The generative AI phenomenon has spawned a multitude of newsletters, websites and podcasts that promise insights, news, tips, and techniques for understanding and using generative AI as the field moves frenetically forward.
A colleague recommended AI Breakdown so I searched and scrolled through the listings on my podcast app (Overcast – https://overcast.fm – free, easy to use, no ads) to find it (https://agibreakdown.podbean.com) and subscribe.
Over the next three days I listened to a series of short (4-5 minute) chats between Meghan and Ray who each day select a recent scientific publication on AI to discuss. Examples: “Language Models can be Logical Solvers” (http://arxiv.org/pdf/2311.06158v1) and “Engineering a Prompt Engineer” (http://arxiv.org/pdf/2311.05661v1). Quick fire, congenial, conversational, reporting the key findings of each study and the implications. The papers are very up to date – published just a few days the podcast – and extremely technical – impossible for me to understand in the original but moderately comprehensible via the explanations from Meghan and Ray. I was impressed.

· · ·

● **Prompt 1**
Output the passage of the AI Breakdown text from "The generative AI" up to and including "moves frenetically forward.".
● **Prompt 2**
Decide whether each statement agrees with the AI Breakdown text, answering yes or no and quoting the words from the text that settle it.
(a) The podcast app mentioned is free and has no ads.
(b) The chats between Meghan and Ray each run about twenty minutes.
(c) A colleague's recommendation led to the search for AI Breakdown.
● **Prompt 3**
Answer these questions from the AI Breakdown text.
(a) Which podcast app was used to find AI Breakdown?
(b) Over how many days did the listening take place?
(c) Who selects a recent scientific publication on AI to discuss each day?
The material that comes next is taken from a separate source.

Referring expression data
· · ·

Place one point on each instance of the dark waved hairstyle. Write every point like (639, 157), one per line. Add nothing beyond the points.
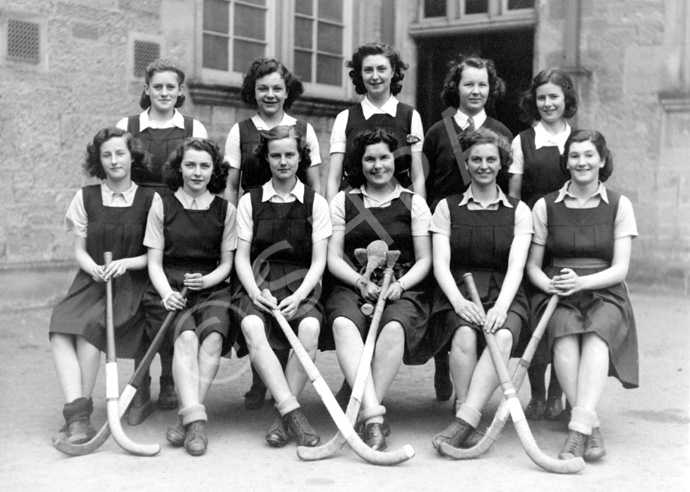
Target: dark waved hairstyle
(485, 136)
(528, 101)
(161, 65)
(92, 164)
(279, 133)
(386, 50)
(599, 142)
(355, 175)
(266, 66)
(450, 95)
(172, 169)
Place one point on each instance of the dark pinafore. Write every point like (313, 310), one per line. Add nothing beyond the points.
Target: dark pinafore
(400, 126)
(252, 173)
(193, 241)
(281, 254)
(159, 143)
(588, 235)
(393, 225)
(119, 230)
(480, 242)
(542, 170)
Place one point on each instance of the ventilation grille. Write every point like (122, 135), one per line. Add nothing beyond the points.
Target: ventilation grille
(145, 52)
(23, 41)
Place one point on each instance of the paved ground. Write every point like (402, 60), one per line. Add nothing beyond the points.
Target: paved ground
(645, 430)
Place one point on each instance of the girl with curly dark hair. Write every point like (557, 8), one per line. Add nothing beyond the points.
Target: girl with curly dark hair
(377, 73)
(110, 216)
(283, 229)
(272, 89)
(550, 100)
(191, 241)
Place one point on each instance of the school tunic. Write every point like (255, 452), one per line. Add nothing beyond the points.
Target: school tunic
(582, 236)
(281, 252)
(392, 224)
(119, 230)
(159, 143)
(193, 240)
(444, 178)
(400, 119)
(480, 243)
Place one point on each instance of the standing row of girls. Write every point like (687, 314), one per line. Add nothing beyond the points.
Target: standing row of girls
(375, 149)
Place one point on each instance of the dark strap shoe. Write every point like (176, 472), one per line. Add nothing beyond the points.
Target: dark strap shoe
(299, 426)
(594, 447)
(278, 434)
(454, 435)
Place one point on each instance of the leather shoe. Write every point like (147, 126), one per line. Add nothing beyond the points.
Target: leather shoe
(278, 436)
(375, 436)
(299, 427)
(455, 434)
(195, 441)
(535, 409)
(442, 383)
(554, 408)
(594, 447)
(176, 434)
(574, 446)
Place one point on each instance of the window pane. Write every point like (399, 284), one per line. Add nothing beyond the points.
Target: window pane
(303, 65)
(250, 22)
(303, 7)
(330, 38)
(216, 16)
(331, 10)
(520, 4)
(303, 33)
(434, 8)
(476, 6)
(245, 52)
(215, 52)
(329, 70)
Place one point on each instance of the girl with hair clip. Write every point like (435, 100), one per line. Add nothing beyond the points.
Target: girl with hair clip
(191, 240)
(471, 87)
(283, 228)
(535, 172)
(592, 332)
(110, 216)
(161, 128)
(377, 73)
(272, 89)
(378, 207)
(486, 233)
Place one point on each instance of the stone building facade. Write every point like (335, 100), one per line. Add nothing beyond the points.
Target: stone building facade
(70, 67)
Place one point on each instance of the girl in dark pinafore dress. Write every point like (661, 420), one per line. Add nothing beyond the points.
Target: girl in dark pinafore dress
(535, 172)
(486, 233)
(161, 128)
(191, 241)
(377, 207)
(283, 228)
(581, 251)
(111, 217)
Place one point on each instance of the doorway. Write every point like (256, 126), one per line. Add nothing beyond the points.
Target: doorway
(512, 52)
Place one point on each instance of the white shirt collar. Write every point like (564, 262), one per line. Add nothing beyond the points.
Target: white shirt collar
(269, 192)
(542, 138)
(565, 191)
(261, 124)
(176, 121)
(390, 107)
(203, 201)
(501, 198)
(127, 195)
(461, 118)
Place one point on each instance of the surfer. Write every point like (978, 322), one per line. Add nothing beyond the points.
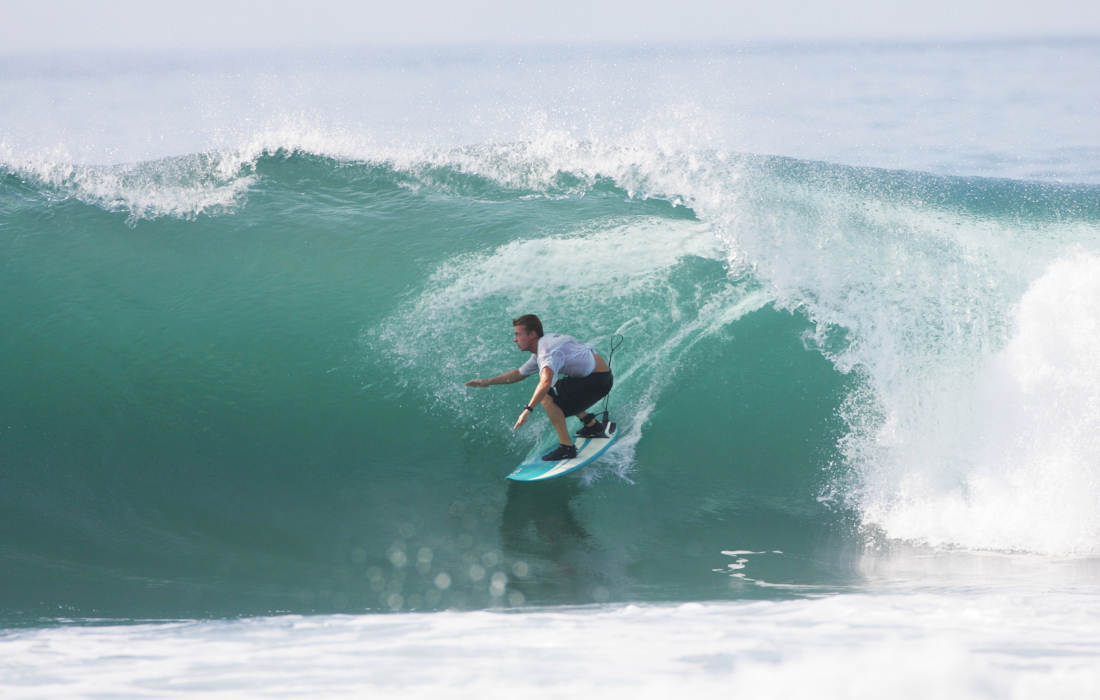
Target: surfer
(572, 378)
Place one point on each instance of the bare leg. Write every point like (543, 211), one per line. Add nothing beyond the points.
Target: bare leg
(557, 419)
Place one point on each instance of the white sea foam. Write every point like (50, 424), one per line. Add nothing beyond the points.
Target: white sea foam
(1033, 477)
(992, 644)
(613, 276)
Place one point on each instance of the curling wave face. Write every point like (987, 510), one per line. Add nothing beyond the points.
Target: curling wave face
(235, 379)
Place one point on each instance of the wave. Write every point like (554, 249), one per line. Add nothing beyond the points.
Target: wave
(256, 357)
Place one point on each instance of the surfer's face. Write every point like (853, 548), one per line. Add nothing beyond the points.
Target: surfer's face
(526, 341)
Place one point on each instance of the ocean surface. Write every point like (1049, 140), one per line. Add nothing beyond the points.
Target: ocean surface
(858, 393)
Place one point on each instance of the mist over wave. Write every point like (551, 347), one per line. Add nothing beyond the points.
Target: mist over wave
(237, 361)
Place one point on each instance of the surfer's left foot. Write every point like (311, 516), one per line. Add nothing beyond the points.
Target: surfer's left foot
(596, 429)
(563, 451)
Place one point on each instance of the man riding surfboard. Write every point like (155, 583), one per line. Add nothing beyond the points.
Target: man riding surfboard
(572, 378)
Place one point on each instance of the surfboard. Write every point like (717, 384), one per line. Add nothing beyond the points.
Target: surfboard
(587, 451)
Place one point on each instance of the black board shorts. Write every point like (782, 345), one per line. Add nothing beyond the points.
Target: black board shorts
(573, 394)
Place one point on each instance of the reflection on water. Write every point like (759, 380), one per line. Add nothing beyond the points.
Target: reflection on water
(549, 546)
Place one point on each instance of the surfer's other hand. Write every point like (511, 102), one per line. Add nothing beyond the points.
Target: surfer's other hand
(523, 419)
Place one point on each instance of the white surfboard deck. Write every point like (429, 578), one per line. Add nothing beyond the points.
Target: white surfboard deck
(587, 451)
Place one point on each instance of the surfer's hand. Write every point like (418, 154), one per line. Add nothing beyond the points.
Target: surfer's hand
(523, 419)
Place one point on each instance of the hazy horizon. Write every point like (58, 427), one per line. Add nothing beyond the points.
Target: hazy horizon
(204, 24)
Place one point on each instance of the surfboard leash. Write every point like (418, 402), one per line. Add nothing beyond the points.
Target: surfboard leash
(611, 356)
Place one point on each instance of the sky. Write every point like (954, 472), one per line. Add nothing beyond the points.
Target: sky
(121, 24)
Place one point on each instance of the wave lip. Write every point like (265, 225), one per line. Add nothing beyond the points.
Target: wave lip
(1033, 482)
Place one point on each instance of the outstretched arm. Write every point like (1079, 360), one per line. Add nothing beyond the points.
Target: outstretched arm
(507, 378)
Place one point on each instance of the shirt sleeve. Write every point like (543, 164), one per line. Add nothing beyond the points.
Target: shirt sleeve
(552, 360)
(530, 367)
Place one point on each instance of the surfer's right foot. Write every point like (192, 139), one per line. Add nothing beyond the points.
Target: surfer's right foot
(596, 429)
(562, 451)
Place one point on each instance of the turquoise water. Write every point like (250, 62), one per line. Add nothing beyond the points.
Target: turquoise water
(858, 288)
(261, 408)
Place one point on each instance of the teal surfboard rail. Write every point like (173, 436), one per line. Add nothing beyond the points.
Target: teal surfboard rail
(587, 451)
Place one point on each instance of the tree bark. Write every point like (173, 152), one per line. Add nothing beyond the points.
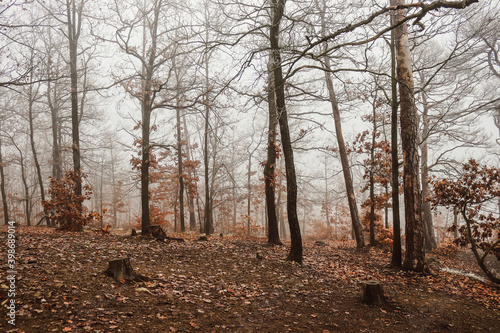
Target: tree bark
(2, 187)
(415, 250)
(74, 17)
(31, 100)
(179, 165)
(147, 108)
(396, 260)
(208, 218)
(430, 238)
(192, 215)
(353, 207)
(273, 236)
(295, 253)
(372, 176)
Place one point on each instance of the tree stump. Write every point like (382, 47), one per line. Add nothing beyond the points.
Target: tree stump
(373, 294)
(122, 269)
(157, 232)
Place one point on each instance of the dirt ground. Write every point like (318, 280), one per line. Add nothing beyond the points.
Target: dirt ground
(232, 285)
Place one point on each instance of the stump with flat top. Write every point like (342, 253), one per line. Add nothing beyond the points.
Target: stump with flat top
(122, 269)
(373, 294)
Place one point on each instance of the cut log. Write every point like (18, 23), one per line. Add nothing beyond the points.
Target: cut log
(122, 269)
(373, 294)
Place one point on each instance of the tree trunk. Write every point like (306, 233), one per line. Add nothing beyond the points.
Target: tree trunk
(31, 98)
(2, 187)
(192, 215)
(372, 180)
(208, 207)
(180, 171)
(430, 238)
(415, 250)
(147, 108)
(74, 17)
(353, 207)
(295, 253)
(273, 236)
(396, 260)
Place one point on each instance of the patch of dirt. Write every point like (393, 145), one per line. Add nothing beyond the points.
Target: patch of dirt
(231, 285)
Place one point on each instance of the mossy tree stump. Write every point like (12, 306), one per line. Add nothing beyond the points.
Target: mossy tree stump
(122, 269)
(373, 294)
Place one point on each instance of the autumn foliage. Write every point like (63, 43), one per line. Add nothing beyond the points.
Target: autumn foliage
(470, 194)
(65, 208)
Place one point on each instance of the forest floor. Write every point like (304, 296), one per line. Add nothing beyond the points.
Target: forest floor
(233, 285)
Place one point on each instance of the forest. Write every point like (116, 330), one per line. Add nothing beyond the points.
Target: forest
(244, 165)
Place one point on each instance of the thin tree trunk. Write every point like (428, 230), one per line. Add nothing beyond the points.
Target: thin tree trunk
(74, 17)
(430, 237)
(372, 178)
(273, 236)
(415, 250)
(396, 260)
(192, 215)
(208, 219)
(33, 147)
(2, 187)
(249, 196)
(353, 207)
(180, 171)
(295, 253)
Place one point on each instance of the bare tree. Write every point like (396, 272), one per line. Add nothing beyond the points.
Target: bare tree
(295, 253)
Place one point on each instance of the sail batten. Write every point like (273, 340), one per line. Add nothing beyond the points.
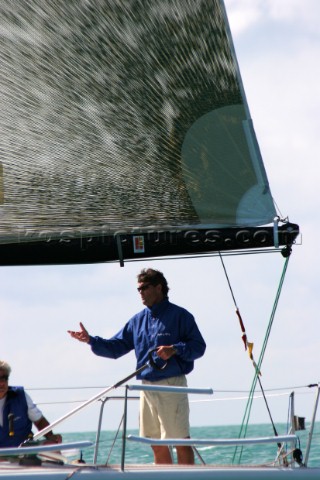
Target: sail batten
(123, 117)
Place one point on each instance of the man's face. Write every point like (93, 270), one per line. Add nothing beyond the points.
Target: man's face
(3, 383)
(150, 294)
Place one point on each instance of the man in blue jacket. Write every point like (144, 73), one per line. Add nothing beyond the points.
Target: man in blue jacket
(18, 413)
(172, 332)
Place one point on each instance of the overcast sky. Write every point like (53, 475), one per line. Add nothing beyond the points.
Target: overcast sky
(278, 48)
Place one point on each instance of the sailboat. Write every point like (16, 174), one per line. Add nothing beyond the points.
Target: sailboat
(126, 135)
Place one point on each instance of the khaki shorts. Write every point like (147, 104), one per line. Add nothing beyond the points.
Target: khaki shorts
(164, 414)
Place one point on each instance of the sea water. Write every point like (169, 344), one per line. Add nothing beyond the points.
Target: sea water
(110, 446)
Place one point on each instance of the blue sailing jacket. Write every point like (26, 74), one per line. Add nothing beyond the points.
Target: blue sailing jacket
(162, 324)
(16, 404)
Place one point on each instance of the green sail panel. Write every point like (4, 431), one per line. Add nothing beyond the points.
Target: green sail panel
(123, 117)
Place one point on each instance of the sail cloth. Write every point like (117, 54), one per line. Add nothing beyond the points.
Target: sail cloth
(123, 116)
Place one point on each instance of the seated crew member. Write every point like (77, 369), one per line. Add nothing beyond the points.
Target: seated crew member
(18, 413)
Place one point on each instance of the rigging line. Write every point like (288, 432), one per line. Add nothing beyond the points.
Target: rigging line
(245, 421)
(249, 346)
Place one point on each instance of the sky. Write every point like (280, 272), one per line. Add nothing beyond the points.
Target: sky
(278, 49)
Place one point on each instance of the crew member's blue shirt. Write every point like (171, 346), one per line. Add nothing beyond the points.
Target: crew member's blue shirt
(162, 324)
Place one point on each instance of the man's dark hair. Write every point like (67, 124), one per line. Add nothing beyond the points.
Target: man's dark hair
(148, 275)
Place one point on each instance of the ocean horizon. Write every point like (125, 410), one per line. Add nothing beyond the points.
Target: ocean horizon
(110, 445)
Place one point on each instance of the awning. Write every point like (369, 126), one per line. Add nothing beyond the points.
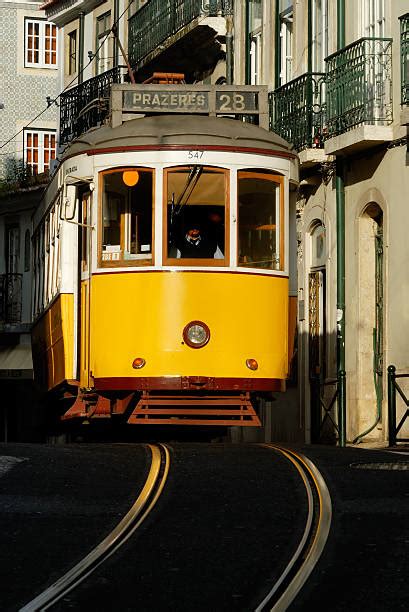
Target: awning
(16, 362)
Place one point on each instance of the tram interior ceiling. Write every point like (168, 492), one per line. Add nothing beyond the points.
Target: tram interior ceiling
(196, 54)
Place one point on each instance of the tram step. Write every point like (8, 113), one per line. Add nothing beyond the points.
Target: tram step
(194, 410)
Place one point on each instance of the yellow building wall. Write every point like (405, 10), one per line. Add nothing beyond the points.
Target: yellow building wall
(144, 314)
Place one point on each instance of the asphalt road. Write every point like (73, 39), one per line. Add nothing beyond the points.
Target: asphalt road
(228, 520)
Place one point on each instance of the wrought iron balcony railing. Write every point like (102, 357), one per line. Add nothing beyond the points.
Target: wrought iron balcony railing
(86, 105)
(297, 111)
(11, 298)
(359, 85)
(158, 19)
(404, 53)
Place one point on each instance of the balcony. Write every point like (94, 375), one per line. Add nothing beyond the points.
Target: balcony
(297, 114)
(359, 96)
(404, 54)
(87, 105)
(10, 298)
(161, 29)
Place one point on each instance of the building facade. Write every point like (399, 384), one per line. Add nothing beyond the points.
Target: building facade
(28, 140)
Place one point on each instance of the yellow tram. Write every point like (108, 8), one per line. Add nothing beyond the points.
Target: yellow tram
(161, 271)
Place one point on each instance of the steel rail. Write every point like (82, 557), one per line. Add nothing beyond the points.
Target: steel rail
(313, 540)
(143, 505)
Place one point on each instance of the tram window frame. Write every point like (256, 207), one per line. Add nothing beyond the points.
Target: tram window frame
(123, 262)
(264, 174)
(197, 261)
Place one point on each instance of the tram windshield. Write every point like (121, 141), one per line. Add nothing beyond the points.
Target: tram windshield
(196, 214)
(260, 203)
(127, 208)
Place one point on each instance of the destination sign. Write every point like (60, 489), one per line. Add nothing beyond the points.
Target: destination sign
(160, 101)
(212, 100)
(236, 101)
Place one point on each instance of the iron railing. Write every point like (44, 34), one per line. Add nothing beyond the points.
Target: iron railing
(393, 386)
(11, 286)
(157, 20)
(359, 85)
(297, 111)
(87, 105)
(324, 428)
(404, 54)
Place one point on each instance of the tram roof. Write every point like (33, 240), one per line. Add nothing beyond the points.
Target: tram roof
(179, 130)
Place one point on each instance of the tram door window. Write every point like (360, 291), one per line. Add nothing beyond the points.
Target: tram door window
(196, 214)
(260, 211)
(127, 217)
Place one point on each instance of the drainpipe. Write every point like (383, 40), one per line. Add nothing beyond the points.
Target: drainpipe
(81, 48)
(116, 17)
(340, 206)
(309, 26)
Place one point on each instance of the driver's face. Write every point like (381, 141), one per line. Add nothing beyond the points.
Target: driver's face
(194, 232)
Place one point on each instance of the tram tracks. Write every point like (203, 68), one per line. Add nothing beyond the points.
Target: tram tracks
(145, 502)
(314, 537)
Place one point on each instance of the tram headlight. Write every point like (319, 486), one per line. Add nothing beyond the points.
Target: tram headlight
(252, 364)
(138, 363)
(196, 334)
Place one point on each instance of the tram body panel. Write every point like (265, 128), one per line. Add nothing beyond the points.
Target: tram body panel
(53, 343)
(144, 314)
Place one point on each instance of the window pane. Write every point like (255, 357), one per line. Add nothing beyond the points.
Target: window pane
(127, 216)
(196, 209)
(259, 220)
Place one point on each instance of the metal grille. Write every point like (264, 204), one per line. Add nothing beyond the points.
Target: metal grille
(11, 298)
(297, 111)
(404, 52)
(87, 105)
(359, 85)
(158, 19)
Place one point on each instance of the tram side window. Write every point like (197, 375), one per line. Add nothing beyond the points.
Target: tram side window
(259, 218)
(196, 215)
(127, 209)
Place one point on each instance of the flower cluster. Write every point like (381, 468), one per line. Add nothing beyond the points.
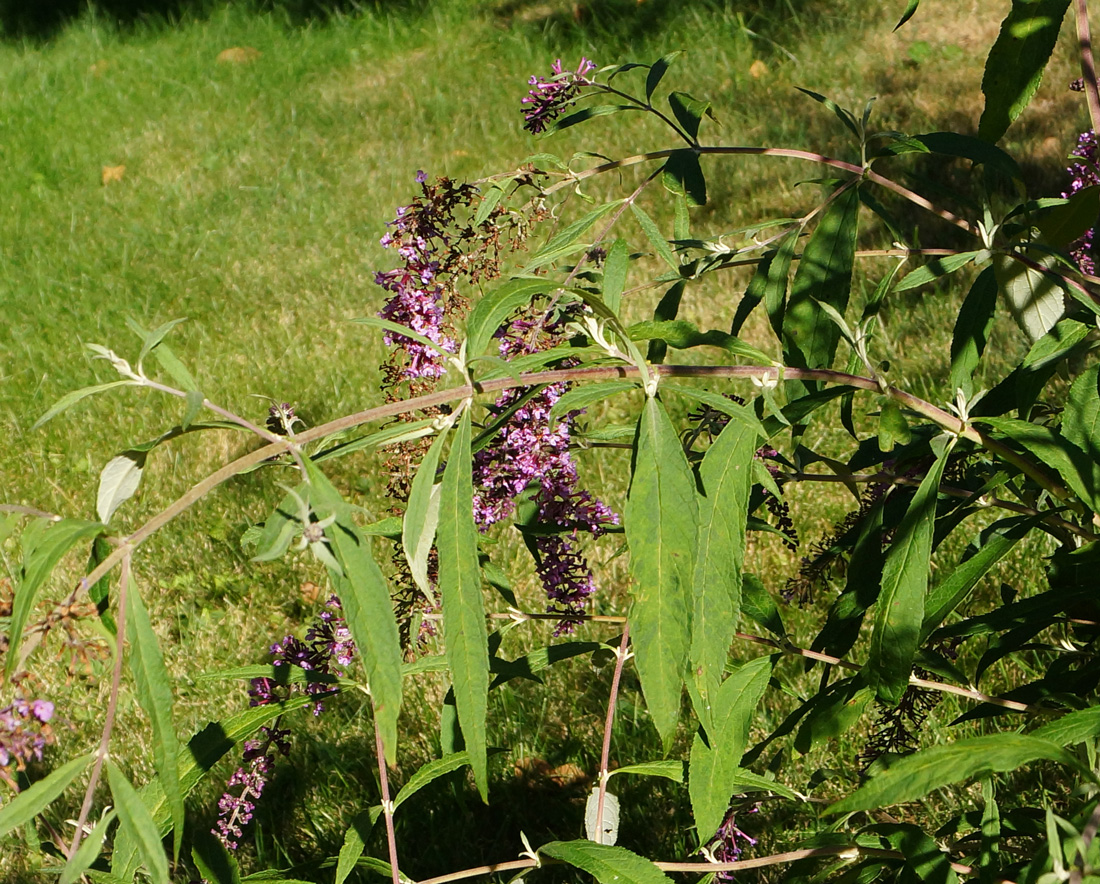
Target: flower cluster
(531, 454)
(24, 732)
(436, 247)
(328, 640)
(235, 810)
(328, 649)
(1085, 172)
(549, 98)
(728, 843)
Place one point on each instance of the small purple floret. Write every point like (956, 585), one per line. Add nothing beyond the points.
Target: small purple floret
(549, 98)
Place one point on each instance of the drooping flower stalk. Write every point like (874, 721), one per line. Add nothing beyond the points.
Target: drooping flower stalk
(550, 97)
(327, 649)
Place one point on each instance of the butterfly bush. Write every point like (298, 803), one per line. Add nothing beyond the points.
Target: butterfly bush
(549, 98)
(24, 733)
(327, 649)
(534, 452)
(1084, 173)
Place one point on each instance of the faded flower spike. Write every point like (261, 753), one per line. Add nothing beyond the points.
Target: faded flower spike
(24, 732)
(549, 98)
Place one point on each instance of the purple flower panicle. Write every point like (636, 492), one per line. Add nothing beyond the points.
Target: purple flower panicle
(532, 453)
(1085, 172)
(24, 732)
(328, 649)
(549, 98)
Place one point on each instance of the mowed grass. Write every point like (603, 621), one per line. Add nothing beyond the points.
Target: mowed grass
(251, 202)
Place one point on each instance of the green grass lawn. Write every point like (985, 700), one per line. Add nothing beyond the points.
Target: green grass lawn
(251, 203)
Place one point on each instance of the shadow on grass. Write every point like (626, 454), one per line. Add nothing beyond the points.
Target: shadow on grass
(42, 20)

· · ·

● **Answer box 1**
The generative AI phenomenon has spawned a multitude of newsletters, websites and podcasts that promise insights, news, tips, and techniques for understanding and using generative AI as the field moves frenetically forward.

● **Answer box 2**
(a) Yes: "free, easy to use, no ads"
(b) No: "short (4-5 minute) chats"
(c) Yes: "A colleague recommended AI Breakdown"

● **Answer box 3**
(a) Overcast
(b) Three days
(c) Meghan and Ray